- [Data for this task]:
-*-*-

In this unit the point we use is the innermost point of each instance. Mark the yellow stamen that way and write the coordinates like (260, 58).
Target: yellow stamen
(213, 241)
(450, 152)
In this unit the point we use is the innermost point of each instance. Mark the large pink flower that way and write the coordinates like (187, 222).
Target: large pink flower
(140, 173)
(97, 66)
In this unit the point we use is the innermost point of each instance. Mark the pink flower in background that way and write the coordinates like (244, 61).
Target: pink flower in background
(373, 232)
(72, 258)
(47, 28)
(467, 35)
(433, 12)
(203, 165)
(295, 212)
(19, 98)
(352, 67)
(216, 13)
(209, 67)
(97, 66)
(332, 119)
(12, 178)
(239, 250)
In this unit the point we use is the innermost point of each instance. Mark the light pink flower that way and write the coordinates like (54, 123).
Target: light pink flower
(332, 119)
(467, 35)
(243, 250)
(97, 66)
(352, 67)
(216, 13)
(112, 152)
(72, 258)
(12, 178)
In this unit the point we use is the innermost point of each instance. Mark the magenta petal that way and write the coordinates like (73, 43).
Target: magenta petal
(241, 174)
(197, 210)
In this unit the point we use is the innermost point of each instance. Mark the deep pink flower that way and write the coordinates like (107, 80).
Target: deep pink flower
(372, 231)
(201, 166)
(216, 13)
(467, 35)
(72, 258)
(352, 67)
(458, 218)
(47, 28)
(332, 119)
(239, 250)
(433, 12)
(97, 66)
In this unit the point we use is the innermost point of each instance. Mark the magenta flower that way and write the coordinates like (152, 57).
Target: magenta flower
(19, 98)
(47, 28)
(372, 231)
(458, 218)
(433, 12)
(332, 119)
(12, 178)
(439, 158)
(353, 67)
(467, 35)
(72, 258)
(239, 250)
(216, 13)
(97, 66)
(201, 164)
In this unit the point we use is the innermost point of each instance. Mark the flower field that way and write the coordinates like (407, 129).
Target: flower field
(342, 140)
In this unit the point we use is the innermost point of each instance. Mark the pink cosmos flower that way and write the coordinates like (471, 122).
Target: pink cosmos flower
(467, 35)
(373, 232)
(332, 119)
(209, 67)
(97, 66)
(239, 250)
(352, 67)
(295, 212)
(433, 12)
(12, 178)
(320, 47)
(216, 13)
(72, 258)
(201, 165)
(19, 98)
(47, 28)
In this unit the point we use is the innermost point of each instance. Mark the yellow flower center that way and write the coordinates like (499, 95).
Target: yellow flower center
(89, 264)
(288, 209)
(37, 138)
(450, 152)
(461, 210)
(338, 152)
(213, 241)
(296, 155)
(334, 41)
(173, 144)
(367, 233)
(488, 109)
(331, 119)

-*-*-

- [What is asked]:
Reproduce all of the items above verbatim, leaving every word and number unchanged.

- [Reply]:
In this unit the point we use is the innermost point of each instance. Mark the yellow stamen that way and write the coordinates like (260, 58).
Target: yellow stamen
(213, 241)
(450, 152)
In this unit the point we use is the innermost point of each instance. Mark the large pink flower that way and write the coordinates like (187, 222).
Target: large pink flower
(140, 173)
(97, 66)
In this unit the point we use is the innermost point of each instance. Mark the pink flower in background that way and write the coordinates like (244, 61).
Target: pink flower in background
(373, 232)
(72, 258)
(47, 28)
(467, 35)
(433, 12)
(203, 165)
(295, 212)
(19, 98)
(352, 67)
(216, 13)
(209, 67)
(97, 66)
(332, 119)
(12, 178)
(239, 250)
In this unit the point we use is the innermost point of each instance. Mark the light pink flower that way and write the coordinates like (54, 123).
Target: light pink flower
(332, 119)
(467, 35)
(243, 250)
(97, 66)
(352, 67)
(216, 13)
(112, 152)
(72, 258)
(12, 178)
In this unit the point we use is the innermost point of each instance. Mark the magenta petal that way and write the coordinates like (73, 43).
Target: magenta petal
(241, 174)
(197, 210)
In this unit the point we use is the innermost point of each instance. Mark the deep pink flower that way and write the coordinates like (107, 80).
Target: deep pink flower
(372, 231)
(201, 166)
(216, 13)
(467, 35)
(72, 258)
(352, 67)
(458, 218)
(47, 28)
(332, 119)
(239, 250)
(433, 12)
(97, 66)
In this unit the point we use is the innermost point of each instance. Mark the magenta flower that way and write the coordinates like (152, 57).
Target: magenta flower
(19, 98)
(47, 28)
(372, 231)
(458, 218)
(433, 12)
(332, 119)
(12, 178)
(439, 158)
(353, 67)
(467, 35)
(72, 258)
(239, 250)
(216, 13)
(97, 66)
(201, 164)
In this unit the point we use is the innermost point of each instance. Mark the flower field that way and write the coordinates like (407, 129).
Target: flower field
(342, 140)
In this unit the point we use is the innermost point of each instance. Mark the pink cosmos flower that way and write the coordinates like (471, 122).
Target: pink cosmos flower
(467, 35)
(373, 232)
(332, 119)
(209, 67)
(97, 66)
(239, 250)
(352, 67)
(295, 212)
(433, 12)
(12, 178)
(320, 47)
(216, 13)
(72, 258)
(201, 165)
(19, 98)
(47, 28)
In this unit the point we use is the innermost point of each instance. Mark the yellow flower center that way and write the coordinates like (499, 95).
Target: yellow flower center
(89, 264)
(288, 209)
(37, 138)
(450, 152)
(461, 210)
(338, 152)
(213, 241)
(296, 155)
(334, 41)
(173, 144)
(367, 233)
(488, 109)
(331, 119)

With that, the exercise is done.